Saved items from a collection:
☆ ☆ ☆ ☆ ☆
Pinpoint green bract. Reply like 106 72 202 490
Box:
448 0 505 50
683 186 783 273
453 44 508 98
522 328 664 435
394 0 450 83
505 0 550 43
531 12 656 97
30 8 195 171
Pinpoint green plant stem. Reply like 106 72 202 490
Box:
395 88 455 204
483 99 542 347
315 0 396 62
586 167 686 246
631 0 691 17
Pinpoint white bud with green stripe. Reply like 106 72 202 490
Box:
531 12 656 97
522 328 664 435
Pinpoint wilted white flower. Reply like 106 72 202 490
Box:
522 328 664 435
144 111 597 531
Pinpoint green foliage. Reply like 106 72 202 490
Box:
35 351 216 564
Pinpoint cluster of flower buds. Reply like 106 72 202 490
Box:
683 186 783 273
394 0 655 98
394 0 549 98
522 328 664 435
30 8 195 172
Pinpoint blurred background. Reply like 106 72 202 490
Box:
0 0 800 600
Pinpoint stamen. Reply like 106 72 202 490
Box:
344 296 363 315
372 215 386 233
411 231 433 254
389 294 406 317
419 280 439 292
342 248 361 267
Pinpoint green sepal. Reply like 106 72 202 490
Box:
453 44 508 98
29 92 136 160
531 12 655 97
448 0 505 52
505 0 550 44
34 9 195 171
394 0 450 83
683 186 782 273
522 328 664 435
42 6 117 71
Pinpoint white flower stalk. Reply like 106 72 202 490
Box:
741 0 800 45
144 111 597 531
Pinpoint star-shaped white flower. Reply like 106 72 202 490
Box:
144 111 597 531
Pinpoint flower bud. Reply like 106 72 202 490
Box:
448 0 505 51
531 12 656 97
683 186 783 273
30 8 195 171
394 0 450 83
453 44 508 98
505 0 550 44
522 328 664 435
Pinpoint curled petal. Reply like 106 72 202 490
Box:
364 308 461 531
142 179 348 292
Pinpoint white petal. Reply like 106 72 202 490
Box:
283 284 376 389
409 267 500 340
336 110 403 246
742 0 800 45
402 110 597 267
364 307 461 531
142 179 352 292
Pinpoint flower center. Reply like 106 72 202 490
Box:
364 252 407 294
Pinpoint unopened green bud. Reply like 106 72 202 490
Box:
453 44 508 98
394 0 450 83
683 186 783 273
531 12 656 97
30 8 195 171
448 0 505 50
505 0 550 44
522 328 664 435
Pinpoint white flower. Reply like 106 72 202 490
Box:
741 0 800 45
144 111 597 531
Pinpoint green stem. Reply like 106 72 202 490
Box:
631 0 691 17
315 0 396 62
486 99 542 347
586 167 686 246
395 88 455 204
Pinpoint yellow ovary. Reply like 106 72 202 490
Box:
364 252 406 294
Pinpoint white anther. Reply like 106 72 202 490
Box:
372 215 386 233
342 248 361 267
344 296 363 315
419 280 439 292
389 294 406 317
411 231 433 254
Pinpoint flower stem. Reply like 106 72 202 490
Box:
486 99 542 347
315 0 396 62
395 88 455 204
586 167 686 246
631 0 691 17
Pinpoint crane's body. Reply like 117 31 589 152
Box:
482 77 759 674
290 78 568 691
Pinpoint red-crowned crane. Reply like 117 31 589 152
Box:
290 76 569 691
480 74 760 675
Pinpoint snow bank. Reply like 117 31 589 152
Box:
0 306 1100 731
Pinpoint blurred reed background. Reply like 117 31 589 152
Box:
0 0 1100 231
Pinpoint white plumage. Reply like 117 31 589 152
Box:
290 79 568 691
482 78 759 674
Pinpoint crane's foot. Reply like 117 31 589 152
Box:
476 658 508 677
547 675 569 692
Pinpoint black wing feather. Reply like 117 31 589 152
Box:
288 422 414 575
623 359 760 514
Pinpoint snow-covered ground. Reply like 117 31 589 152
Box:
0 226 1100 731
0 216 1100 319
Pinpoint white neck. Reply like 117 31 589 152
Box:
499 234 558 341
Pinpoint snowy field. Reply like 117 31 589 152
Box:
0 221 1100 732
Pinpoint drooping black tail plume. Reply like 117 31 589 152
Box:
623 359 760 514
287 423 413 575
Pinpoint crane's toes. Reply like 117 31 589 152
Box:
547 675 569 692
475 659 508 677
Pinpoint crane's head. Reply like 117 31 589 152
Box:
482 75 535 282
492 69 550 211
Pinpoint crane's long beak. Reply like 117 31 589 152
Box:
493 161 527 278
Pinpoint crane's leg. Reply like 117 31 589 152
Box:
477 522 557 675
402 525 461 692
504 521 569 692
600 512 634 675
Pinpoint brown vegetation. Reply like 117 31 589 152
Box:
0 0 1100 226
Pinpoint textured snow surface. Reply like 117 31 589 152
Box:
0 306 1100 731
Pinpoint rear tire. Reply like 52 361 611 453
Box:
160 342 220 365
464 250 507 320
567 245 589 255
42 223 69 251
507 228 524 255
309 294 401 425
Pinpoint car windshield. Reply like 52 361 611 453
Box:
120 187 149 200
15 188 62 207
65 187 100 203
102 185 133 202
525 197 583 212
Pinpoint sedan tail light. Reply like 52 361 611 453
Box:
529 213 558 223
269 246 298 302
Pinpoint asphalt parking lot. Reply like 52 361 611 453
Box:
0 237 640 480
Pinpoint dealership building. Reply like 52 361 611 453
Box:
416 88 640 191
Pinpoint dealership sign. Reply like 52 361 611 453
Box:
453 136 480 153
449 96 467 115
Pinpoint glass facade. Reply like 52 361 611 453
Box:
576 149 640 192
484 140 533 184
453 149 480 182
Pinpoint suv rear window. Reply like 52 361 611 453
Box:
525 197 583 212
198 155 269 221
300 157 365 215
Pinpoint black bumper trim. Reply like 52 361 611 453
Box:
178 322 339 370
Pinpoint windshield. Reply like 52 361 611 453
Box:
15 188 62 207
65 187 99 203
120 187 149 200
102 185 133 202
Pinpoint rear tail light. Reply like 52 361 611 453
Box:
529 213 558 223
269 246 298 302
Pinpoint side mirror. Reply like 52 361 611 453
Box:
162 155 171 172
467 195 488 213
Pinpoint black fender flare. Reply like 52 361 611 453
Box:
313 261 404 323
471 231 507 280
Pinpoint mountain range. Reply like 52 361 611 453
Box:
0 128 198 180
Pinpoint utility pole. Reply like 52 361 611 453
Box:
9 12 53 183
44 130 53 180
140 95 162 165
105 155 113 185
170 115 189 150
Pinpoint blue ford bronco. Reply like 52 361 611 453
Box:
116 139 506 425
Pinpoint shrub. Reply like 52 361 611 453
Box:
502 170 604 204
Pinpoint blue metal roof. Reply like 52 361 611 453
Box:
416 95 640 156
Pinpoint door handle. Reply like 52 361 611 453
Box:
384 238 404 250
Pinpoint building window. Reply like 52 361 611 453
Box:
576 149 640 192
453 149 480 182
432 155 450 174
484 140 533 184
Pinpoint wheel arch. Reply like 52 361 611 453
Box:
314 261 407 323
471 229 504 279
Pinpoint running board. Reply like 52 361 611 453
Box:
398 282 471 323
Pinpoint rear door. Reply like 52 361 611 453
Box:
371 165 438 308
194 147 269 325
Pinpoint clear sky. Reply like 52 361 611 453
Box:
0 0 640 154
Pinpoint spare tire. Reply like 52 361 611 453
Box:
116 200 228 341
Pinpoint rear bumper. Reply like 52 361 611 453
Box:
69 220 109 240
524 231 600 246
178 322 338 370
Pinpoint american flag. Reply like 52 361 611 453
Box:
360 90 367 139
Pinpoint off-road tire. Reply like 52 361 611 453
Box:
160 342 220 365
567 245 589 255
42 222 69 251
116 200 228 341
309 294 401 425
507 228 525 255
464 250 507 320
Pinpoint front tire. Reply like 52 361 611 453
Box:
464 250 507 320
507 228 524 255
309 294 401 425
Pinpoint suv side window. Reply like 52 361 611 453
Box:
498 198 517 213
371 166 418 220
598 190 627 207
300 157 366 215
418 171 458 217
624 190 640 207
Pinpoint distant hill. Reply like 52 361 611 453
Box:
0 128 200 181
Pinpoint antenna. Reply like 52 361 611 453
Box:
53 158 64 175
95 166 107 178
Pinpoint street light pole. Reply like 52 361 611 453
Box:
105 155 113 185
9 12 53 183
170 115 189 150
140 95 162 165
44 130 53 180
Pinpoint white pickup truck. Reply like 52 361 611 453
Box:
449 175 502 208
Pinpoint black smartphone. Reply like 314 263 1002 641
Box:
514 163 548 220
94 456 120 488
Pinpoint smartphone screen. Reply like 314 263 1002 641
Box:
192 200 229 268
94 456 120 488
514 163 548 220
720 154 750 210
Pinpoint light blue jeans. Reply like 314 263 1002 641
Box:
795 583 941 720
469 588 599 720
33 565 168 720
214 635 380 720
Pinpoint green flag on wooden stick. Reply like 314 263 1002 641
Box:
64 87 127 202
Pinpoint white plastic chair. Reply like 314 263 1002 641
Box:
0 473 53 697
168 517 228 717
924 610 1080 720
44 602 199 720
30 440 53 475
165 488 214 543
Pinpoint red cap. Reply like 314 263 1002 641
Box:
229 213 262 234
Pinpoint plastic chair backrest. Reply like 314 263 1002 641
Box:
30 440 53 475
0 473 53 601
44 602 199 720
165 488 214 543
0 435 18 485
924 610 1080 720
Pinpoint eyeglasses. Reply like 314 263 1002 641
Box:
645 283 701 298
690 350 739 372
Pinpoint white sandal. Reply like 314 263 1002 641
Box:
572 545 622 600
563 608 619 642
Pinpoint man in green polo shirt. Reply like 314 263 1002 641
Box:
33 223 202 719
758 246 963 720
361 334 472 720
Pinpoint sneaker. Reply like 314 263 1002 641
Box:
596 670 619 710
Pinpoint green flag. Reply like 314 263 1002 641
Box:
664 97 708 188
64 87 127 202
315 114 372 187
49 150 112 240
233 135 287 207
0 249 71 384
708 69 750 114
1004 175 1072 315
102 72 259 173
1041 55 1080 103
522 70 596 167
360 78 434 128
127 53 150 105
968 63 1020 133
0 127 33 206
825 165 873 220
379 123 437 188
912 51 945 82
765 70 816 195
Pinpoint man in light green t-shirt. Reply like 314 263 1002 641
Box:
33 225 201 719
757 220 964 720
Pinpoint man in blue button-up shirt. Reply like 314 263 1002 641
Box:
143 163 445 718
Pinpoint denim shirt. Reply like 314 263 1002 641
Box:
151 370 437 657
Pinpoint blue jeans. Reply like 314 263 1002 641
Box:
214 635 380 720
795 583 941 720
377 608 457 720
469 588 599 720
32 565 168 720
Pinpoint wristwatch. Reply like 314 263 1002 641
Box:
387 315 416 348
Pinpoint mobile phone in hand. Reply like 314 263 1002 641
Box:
☆ ☆ ☆ ☆ ☆
Can you quote the lines from the very first one up to and including the line that contains "364 252 406 294"?

Answer to this exercise:
Pinpoint green bract. Reply like 106 72 202 490
Box:
448 0 505 50
683 186 783 273
453 44 508 98
522 328 664 435
394 0 450 83
505 0 550 43
531 12 656 97
30 8 195 171
Pinpoint green plant stem. Reply like 106 72 202 490
Box:
395 88 455 204
483 99 542 347
315 0 396 62
586 167 686 246
631 0 691 17
Pinpoint white bud with green stripe. Reply like 106 72 202 490
Box:
531 12 656 97
522 328 664 435
Pinpoint wilted white flower. Reply like 106 72 202 490
Box:
522 328 664 435
144 111 597 531
Pinpoint green foliage. Reply like 106 72 202 490
Box:
35 351 216 564
Pinpoint cluster of flower buds. Reply like 106 72 202 490
Box:
683 186 783 273
394 0 655 98
394 0 549 98
522 328 664 435
30 8 195 172
Pinpoint blurred background. Reply like 106 72 202 490
Box:
0 0 800 600
Pinpoint stamen. Reply like 106 72 202 490
Box:
344 296 363 315
372 215 386 233
411 231 433 254
389 294 406 317
419 280 439 292
342 248 361 267
Pinpoint green sepal. Reply like 106 72 202 490
Box:
453 44 508 98
29 92 136 160
531 12 655 97
448 0 505 52
505 0 550 44
34 9 195 171
394 0 450 83
683 186 782 273
522 328 664 435
42 6 117 71
Pinpoint white flower stalk. Reply like 106 72 202 490
Box:
741 0 800 45
144 111 597 531
Pinpoint star-shaped white flower. Reply like 106 72 202 490
Box:
144 111 597 531
Pinpoint flower bud. Reply like 106 72 202 490
Box:
448 0 505 51
531 12 656 97
683 186 783 273
30 8 195 171
394 0 450 83
453 44 508 98
505 0 550 44
522 328 664 435
Pinpoint curled petal. Reply like 106 72 202 490
Box:
364 308 461 531
142 179 348 292
Pinpoint white petal. Reply like 106 72 202 490
Box:
283 284 376 389
409 267 500 340
336 110 403 246
742 0 800 45
402 110 597 267
364 307 461 531
142 179 352 292
Pinpoint flower center. Reply like 106 72 202 490
Box:
364 252 407 294
Pinpoint unopened green bud. Reply like 106 72 202 490
Box:
453 44 508 98
394 0 450 83
683 186 783 273
531 12 656 97
30 8 195 171
448 0 505 50
505 0 550 44
522 328 664 435
Pinpoint white flower. Reply like 106 72 202 490
Box:
741 0 800 45
144 111 597 531
Pinpoint green stem. Reply like 106 72 202 490
Box:
631 0 691 17
315 0 396 62
486 99 542 347
586 167 686 246
395 88 455 204
Pinpoint yellow ovary. Reply like 106 72 202 490
Box:
364 252 406 294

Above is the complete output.